- [GIVEN INSTRUCTION] Output nothing but the lines from the line with "Please annotate the step" through the end of the listing below, both ends included.

(Records from a point labeling set)
##########

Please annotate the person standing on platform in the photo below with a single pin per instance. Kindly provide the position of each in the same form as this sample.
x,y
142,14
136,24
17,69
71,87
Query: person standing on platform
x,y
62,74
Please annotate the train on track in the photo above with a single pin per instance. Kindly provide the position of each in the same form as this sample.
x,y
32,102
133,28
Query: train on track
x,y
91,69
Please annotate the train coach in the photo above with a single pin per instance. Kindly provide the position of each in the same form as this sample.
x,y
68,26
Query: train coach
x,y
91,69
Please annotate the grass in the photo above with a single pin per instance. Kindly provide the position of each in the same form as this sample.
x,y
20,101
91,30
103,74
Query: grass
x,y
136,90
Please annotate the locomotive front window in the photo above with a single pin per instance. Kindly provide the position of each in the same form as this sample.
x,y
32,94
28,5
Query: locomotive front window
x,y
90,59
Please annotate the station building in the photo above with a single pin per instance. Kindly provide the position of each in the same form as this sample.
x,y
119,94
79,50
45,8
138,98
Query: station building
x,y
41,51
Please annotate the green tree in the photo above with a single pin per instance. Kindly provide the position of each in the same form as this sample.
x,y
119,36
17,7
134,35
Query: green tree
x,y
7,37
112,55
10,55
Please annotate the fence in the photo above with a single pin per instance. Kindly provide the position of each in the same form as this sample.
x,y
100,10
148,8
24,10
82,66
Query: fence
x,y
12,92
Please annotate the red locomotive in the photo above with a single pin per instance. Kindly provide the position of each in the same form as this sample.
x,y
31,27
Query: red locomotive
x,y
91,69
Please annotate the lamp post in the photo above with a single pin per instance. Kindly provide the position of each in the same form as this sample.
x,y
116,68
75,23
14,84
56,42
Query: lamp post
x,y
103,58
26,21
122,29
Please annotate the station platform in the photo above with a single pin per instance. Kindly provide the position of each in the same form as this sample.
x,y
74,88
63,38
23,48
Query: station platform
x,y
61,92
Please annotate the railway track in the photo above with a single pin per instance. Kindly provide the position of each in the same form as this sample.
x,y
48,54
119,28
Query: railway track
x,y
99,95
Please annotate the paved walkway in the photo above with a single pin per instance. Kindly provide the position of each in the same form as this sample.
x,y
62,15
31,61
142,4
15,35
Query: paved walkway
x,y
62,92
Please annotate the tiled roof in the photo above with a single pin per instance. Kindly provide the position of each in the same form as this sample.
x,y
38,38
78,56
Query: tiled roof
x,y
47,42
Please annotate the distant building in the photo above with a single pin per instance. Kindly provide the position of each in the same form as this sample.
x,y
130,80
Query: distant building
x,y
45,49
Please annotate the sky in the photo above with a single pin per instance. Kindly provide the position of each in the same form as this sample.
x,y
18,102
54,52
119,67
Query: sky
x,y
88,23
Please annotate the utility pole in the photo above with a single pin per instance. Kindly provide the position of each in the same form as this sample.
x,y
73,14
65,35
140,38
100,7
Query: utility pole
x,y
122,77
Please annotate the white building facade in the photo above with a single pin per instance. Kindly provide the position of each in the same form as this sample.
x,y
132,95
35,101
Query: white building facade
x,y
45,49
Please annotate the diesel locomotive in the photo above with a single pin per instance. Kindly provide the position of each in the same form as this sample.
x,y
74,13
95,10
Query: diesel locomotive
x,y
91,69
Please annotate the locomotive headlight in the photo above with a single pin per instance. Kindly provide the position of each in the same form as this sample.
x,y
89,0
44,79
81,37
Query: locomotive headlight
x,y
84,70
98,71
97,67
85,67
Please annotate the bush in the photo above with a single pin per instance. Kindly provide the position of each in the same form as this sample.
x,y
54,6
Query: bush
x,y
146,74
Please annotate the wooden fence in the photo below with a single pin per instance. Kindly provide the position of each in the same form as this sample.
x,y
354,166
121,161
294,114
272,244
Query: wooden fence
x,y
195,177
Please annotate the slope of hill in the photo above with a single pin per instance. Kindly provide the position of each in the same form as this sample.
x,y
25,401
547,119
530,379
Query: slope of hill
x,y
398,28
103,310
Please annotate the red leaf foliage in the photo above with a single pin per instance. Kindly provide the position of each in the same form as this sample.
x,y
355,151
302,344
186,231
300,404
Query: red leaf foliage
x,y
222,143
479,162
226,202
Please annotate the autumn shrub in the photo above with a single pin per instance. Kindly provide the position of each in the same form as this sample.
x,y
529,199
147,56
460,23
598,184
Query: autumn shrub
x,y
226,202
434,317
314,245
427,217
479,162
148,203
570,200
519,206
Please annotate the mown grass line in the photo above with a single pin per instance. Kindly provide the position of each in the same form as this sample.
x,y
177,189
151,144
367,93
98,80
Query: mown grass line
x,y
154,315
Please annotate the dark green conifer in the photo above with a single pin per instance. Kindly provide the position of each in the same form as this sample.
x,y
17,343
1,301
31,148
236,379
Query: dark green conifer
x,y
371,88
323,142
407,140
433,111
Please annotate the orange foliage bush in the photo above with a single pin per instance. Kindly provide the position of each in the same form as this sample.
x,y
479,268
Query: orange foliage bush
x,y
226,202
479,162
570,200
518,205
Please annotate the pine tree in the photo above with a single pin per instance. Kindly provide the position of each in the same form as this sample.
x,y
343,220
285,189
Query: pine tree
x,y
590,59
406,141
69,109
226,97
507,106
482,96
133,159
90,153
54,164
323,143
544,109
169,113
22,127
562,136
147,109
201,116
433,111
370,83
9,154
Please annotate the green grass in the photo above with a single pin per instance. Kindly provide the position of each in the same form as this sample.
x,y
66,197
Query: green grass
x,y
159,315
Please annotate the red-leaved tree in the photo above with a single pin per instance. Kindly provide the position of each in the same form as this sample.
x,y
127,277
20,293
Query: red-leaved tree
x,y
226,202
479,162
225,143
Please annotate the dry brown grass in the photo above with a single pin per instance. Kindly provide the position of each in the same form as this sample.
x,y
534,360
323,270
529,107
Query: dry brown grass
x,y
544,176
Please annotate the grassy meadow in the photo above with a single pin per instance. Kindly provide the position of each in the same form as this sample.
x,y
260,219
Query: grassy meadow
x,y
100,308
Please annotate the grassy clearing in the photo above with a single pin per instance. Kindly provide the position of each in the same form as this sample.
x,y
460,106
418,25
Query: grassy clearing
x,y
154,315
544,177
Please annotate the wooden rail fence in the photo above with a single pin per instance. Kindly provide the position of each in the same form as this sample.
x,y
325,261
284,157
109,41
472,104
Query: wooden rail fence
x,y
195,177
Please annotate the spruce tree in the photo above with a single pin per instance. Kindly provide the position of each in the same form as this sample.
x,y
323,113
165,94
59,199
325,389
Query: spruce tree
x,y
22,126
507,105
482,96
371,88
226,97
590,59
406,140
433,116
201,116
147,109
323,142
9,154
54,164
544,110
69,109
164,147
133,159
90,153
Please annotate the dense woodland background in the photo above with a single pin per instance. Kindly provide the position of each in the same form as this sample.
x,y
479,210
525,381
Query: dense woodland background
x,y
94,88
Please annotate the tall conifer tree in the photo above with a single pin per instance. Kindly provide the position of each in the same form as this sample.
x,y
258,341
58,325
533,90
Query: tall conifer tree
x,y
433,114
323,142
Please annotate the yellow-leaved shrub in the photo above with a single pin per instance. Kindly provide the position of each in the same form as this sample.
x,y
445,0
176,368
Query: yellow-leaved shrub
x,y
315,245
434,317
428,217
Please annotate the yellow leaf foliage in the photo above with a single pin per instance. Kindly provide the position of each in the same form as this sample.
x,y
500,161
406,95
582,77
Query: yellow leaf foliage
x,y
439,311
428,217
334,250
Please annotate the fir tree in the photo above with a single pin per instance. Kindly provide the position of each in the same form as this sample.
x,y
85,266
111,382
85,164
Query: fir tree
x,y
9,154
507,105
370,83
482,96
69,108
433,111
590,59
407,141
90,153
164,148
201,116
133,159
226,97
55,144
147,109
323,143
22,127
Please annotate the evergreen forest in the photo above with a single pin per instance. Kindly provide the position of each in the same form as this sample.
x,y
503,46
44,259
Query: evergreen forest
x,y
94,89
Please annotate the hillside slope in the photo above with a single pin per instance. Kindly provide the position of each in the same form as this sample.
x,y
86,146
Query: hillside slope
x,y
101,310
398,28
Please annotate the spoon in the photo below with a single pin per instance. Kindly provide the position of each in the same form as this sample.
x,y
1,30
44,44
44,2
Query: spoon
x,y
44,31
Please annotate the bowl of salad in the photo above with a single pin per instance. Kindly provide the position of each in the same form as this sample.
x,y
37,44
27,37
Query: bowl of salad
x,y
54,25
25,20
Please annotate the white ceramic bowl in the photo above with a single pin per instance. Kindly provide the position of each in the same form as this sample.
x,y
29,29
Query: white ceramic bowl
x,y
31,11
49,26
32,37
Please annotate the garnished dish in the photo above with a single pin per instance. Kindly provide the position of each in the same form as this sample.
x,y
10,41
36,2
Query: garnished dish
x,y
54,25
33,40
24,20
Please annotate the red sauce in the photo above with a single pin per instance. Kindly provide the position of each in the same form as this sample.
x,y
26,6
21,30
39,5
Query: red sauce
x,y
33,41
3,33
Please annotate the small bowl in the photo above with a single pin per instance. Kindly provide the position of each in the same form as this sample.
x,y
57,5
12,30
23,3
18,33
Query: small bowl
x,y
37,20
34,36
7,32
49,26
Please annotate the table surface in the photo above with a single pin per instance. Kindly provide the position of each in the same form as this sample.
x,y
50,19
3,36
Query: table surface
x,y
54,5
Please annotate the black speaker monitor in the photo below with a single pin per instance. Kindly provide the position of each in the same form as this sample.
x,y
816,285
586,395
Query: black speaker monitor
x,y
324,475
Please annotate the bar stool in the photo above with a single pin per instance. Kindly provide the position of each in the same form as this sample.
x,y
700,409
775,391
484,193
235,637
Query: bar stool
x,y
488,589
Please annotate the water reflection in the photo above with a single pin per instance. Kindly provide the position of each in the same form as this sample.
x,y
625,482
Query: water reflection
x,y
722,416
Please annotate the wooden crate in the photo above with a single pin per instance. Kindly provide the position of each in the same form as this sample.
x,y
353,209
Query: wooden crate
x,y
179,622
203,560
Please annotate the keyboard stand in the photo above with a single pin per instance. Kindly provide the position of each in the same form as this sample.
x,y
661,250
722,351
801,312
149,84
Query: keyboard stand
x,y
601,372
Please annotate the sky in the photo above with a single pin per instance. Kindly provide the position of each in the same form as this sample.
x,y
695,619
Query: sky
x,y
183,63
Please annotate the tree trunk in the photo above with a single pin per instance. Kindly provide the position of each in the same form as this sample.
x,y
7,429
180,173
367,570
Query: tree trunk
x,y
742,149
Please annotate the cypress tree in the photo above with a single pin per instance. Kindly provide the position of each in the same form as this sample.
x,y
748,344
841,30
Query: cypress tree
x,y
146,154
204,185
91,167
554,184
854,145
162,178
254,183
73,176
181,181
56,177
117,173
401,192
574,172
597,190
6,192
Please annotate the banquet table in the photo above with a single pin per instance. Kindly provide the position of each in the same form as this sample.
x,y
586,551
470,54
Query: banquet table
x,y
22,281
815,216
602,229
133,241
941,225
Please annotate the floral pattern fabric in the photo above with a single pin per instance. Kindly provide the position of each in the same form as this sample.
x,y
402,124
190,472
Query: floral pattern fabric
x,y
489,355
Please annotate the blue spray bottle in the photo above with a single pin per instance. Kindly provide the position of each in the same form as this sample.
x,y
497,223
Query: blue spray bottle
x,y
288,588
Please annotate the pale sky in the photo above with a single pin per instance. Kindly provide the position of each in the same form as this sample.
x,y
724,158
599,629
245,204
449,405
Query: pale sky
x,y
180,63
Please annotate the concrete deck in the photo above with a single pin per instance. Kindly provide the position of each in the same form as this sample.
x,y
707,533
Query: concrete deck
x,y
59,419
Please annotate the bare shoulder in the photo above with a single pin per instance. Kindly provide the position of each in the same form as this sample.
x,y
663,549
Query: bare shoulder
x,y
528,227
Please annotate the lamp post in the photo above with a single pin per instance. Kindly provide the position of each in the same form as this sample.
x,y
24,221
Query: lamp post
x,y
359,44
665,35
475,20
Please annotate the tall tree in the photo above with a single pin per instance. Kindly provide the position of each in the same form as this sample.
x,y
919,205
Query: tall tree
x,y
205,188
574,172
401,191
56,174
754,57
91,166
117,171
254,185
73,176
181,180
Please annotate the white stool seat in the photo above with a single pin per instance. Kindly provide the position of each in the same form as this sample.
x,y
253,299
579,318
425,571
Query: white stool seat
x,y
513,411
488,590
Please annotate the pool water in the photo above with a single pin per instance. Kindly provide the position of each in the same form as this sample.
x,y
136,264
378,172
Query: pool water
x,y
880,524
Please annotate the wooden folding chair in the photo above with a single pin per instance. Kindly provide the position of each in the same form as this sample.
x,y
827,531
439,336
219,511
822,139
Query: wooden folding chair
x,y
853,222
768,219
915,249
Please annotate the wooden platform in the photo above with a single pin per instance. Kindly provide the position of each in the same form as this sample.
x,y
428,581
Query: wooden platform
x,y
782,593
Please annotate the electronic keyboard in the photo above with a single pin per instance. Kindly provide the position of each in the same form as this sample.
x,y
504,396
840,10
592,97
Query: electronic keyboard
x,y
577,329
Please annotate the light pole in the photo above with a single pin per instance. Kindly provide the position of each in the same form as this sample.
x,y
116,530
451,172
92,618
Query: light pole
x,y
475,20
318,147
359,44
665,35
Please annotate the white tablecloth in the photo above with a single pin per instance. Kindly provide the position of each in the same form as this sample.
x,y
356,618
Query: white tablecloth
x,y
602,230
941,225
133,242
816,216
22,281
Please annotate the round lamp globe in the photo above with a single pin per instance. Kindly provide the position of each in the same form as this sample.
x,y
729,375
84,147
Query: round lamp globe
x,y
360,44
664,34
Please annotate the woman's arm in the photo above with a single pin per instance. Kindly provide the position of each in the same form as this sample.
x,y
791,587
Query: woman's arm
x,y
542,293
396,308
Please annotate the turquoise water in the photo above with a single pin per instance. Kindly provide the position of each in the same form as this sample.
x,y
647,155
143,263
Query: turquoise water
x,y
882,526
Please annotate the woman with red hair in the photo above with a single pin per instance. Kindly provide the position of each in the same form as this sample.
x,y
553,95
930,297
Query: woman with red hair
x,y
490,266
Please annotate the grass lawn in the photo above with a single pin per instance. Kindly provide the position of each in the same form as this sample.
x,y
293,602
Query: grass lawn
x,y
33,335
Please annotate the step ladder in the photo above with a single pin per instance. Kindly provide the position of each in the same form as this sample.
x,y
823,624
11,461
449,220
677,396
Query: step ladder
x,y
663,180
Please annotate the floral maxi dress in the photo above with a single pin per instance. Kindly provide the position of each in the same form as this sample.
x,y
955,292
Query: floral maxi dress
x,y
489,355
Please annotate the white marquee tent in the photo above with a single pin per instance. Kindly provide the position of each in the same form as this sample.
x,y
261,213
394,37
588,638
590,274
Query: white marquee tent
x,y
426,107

##########

- [WRITTEN RESPONSE]
Please annotate the step ladder in the photo above with a single pin per instance. Kindly provide the position of each in the same form as this sample.
x,y
823,624
11,461
449,220
677,396
Query: step ladder
x,y
663,180
Please annotate the floral maxi dress in the photo above with a single pin per instance. Kindly provide the position of each in the same form as this sample.
x,y
955,292
Query: floral maxi dress
x,y
489,355
Please annotate the white marquee tent in the photo above with a single pin per instance. Kindly provide the position of each in the same form as this sample.
x,y
261,213
394,37
588,638
590,274
Query: white marquee tent
x,y
426,107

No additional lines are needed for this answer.